[start]
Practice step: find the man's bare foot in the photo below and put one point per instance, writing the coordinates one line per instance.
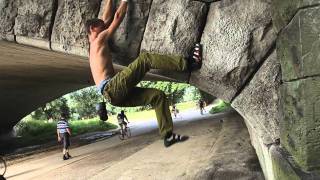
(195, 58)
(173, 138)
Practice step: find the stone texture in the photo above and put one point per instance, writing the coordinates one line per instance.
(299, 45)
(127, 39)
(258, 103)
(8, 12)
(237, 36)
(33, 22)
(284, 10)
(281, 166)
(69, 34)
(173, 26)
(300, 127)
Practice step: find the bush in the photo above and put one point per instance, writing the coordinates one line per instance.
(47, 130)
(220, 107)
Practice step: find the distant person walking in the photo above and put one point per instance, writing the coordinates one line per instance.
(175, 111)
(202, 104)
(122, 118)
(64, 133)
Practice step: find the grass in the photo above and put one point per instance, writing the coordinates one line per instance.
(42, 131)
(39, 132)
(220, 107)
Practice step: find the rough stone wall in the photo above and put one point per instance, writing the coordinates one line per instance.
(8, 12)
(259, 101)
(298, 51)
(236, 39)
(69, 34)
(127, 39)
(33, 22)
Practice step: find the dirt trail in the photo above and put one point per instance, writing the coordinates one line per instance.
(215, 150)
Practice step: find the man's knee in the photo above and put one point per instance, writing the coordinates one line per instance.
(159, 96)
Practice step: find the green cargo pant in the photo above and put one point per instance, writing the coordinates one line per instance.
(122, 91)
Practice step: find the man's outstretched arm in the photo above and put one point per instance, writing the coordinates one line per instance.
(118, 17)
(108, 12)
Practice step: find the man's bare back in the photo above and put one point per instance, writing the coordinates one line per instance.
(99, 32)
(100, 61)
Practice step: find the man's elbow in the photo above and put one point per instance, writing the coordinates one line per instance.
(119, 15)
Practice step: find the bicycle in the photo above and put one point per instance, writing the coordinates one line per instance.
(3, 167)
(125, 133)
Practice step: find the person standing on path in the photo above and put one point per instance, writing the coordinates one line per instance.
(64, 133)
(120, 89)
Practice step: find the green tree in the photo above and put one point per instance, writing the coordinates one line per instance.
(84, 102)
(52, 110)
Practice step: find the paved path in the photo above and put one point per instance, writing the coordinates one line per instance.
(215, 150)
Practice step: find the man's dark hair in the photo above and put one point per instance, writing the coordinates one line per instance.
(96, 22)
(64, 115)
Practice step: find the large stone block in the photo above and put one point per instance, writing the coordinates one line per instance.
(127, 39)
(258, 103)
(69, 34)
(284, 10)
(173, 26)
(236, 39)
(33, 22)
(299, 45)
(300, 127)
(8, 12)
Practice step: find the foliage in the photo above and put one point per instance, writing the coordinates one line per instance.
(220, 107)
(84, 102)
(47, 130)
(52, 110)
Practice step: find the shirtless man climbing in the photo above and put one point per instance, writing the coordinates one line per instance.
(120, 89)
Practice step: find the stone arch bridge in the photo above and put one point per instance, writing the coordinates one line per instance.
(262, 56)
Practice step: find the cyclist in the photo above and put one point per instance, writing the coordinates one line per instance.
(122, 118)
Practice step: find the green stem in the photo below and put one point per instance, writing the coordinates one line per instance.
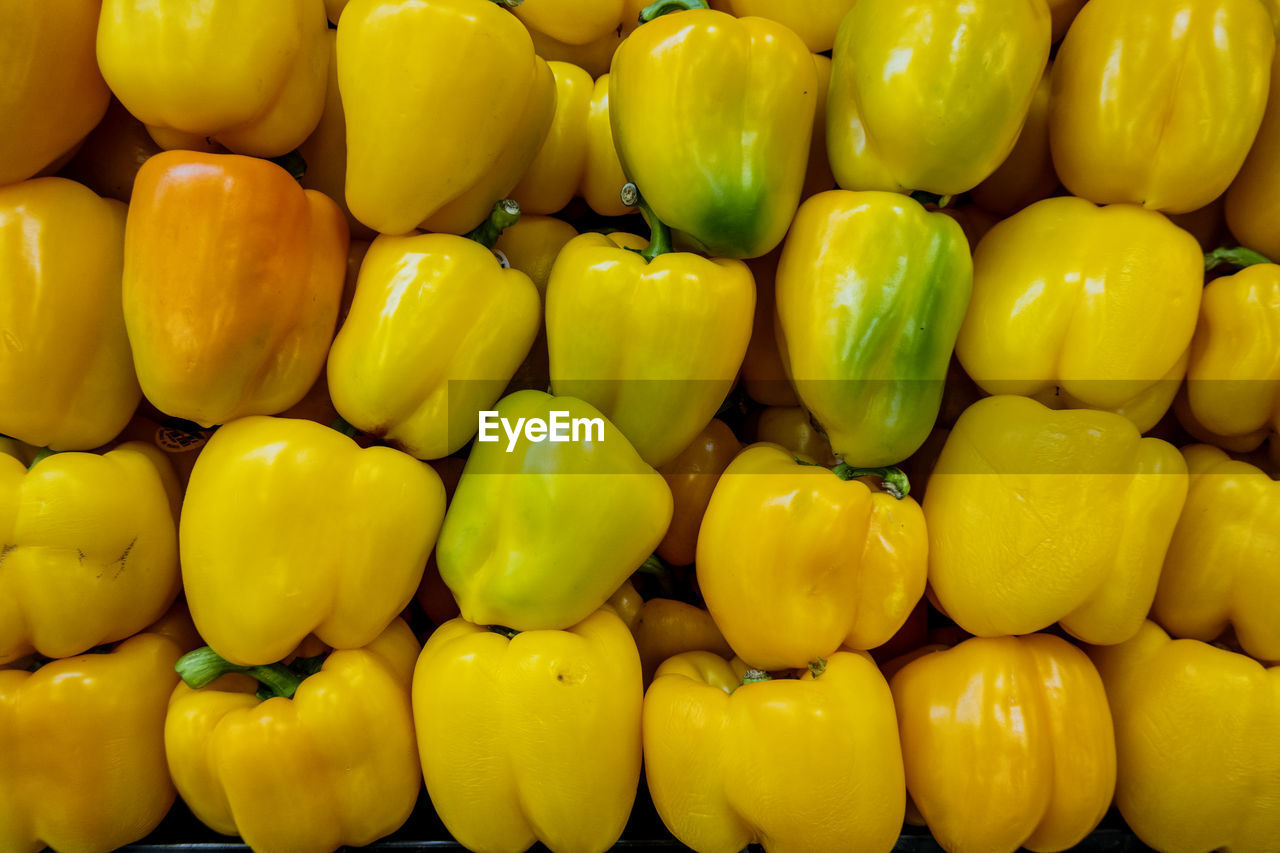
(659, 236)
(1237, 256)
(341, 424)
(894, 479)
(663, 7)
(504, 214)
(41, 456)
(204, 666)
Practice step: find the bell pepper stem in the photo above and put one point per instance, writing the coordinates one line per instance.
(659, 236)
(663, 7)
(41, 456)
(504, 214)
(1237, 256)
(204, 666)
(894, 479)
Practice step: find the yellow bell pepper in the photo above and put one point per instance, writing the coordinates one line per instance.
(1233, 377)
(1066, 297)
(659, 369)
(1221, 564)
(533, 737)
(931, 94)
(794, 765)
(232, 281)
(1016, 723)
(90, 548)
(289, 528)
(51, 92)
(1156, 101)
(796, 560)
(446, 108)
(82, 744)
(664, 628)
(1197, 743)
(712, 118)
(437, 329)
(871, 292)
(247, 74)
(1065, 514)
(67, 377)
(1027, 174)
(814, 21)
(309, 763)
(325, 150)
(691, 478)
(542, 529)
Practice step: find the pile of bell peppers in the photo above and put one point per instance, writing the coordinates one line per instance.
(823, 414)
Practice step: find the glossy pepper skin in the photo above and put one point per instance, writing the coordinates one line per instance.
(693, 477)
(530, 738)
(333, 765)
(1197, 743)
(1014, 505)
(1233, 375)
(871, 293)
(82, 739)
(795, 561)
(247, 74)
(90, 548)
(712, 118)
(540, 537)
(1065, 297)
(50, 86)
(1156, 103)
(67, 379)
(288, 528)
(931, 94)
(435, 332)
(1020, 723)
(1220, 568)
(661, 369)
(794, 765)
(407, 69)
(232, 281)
[end]
Problem details:
Write out the listing above again word for word, leaving out the pictures.

Answer for the task:
Practice step: find the man's bare foot in the photo below and put one point per instance, writing the coordinates one line per instance.
(195, 58)
(173, 138)
Practice step: find the stone texture in the photo above and put one point per instance, writing the coordinates one line per instance.
(299, 45)
(127, 39)
(258, 103)
(8, 12)
(237, 36)
(33, 22)
(284, 10)
(281, 166)
(69, 34)
(173, 26)
(300, 127)
Practice step: find the bush in the photo above and put one point per instance, writing the coordinates one line per instance.
(47, 130)
(220, 107)
Practice step: find the distant person walking in the photo above and put one point per instance, writing the coordinates one line per instance.
(175, 111)
(202, 104)
(122, 118)
(64, 133)
Practice step: find the grass in the photo above and put one point per instance, writing the coordinates one line per instance.
(42, 131)
(39, 132)
(220, 107)
Practice step: find the rough stone wall in the photo above and put one point per instance, writing the coordinates one line per instance.
(8, 12)
(259, 101)
(298, 51)
(236, 39)
(69, 34)
(127, 39)
(33, 22)
Practice step: find the dirt trail in the photo above and put one point per instance, writing the coordinates one line per instance.
(215, 150)
Practice step: find the man's knee in the photo above and put one point per instance, writing the coordinates one line per instance.
(159, 96)
Practice step: find the green cargo pant in the photo above and put one point per instance, writing the coordinates one line per instance.
(122, 91)
Practice step: find the man's outstretched arm in the photo above and put one point per instance, writing the coordinates one line per instance.
(118, 17)
(108, 12)
Practice step: find the man's bare back in the photo above and put one point per instance, writing the coordinates one line per instance.
(99, 32)
(100, 61)
Practice step: find the man's elbow in the photo above and put one point per instance, writing the coordinates one line per instance.
(119, 15)
Practice step: find the bicycle in the photo above and put one point per instance, writing the coordinates one line per instance.
(3, 167)
(125, 133)
Practice step: find the person standing on path in the photo above and put one point per instance, writing the coordinates one line per instance.
(64, 133)
(120, 89)
Practice step: find the green tree in the photo above and put one point per instance, writing the coordinates one line per instance.
(84, 102)
(52, 110)
Practice step: find the paved path in the photo above and put one point per instance, writing the coordinates one line per instance.
(215, 150)
Practice step: find the man's dark hair in the photo above and put one point per instance, writing the coordinates one line per instance.
(96, 22)
(64, 115)
Practice step: find the large stone block in the photo above and put one point per instance, writing the coordinates one line per instance.
(127, 39)
(258, 103)
(69, 34)
(284, 10)
(173, 26)
(236, 39)
(33, 22)
(299, 45)
(300, 127)
(8, 12)
Practice step: find the foliage in the photo above and put one point per instance, writing the coordinates one line per instance.
(220, 107)
(84, 102)
(47, 130)
(52, 110)
Practice step: find the shirtless man climbing in the photo above and put one point per instance, writing the coordinates one line per instance.
(120, 89)
Practice step: find the stone arch bridge in the photo above and put one point per instance, writing the coordinates one line per instance.
(262, 56)
Practice step: find the cyclist in the photo above and put one point per instance, writing the coordinates one line per instance.
(122, 118)
Practice step: find the green stem in the photo below and put one point per instance, writing the coordinates one line per instance.
(659, 236)
(1237, 256)
(341, 424)
(894, 479)
(663, 7)
(504, 214)
(41, 456)
(204, 666)
Practice step: find the bell pepper stem in the photo above and put one point per instance, writing the coordinates one line per instance.
(659, 236)
(663, 7)
(41, 456)
(504, 214)
(1237, 256)
(204, 666)
(894, 479)
Practice step: find the yellow bell pepper in the photo above and put one point per instance, writing the coordinates one line per instance.
(1233, 377)
(1066, 297)
(659, 369)
(1221, 564)
(533, 737)
(931, 94)
(794, 765)
(232, 281)
(1016, 723)
(90, 548)
(289, 528)
(51, 92)
(1156, 101)
(796, 560)
(446, 108)
(82, 744)
(664, 628)
(1197, 743)
(712, 118)
(437, 329)
(871, 292)
(247, 74)
(1065, 514)
(67, 377)
(1027, 174)
(814, 21)
(309, 763)
(325, 150)
(691, 478)
(542, 529)
Practice step: find the pile of bell peppers in the photo above and put one point per instance, writing the coordinates one line per instance.
(823, 414)
Practice step: find the glossy pepper skin in the photo above and put one point per instance, writing the coordinates one line per instance.
(693, 477)
(530, 738)
(333, 765)
(1197, 743)
(1014, 505)
(1233, 375)
(871, 293)
(82, 739)
(795, 561)
(247, 74)
(90, 548)
(712, 118)
(540, 537)
(1065, 297)
(50, 86)
(1156, 103)
(67, 379)
(288, 528)
(931, 94)
(435, 332)
(1020, 723)
(1220, 568)
(661, 369)
(794, 765)
(407, 69)
(232, 281)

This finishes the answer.